---------- The input
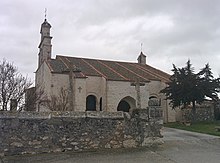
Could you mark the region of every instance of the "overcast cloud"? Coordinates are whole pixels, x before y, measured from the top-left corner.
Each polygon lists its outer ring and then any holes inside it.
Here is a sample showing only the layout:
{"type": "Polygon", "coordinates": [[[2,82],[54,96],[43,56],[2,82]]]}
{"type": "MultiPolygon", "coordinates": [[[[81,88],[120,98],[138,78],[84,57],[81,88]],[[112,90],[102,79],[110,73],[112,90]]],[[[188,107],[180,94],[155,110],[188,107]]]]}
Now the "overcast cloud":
--------------------
Output all the lines above as a Markdown table with the columns Row and Text, giving each row a number and skipping blank lines. Leave the pictures out.

Result for this exercise:
| Row | Text |
|---|---|
| 1 | Could you mark the region of every instance of the "overcast cloud"? Coordinates are whole pixels, x before y, measured from the top-left corner. |
| 2 | Each polygon lists its outer ring and then any holes inside it. |
| 3 | Here is a sample showing only the layout: |
| 4 | {"type": "Polygon", "coordinates": [[[2,82],[54,96],[43,56],[2,82]]]} |
| 5 | {"type": "MultiPolygon", "coordinates": [[[[81,88],[120,98],[138,78],[84,57],[81,88]],[[112,90],[102,79],[110,73],[112,90]]],[[[188,107],[180,94],[155,110],[188,107]]]]} |
| 6 | Now the "overcast cloud": |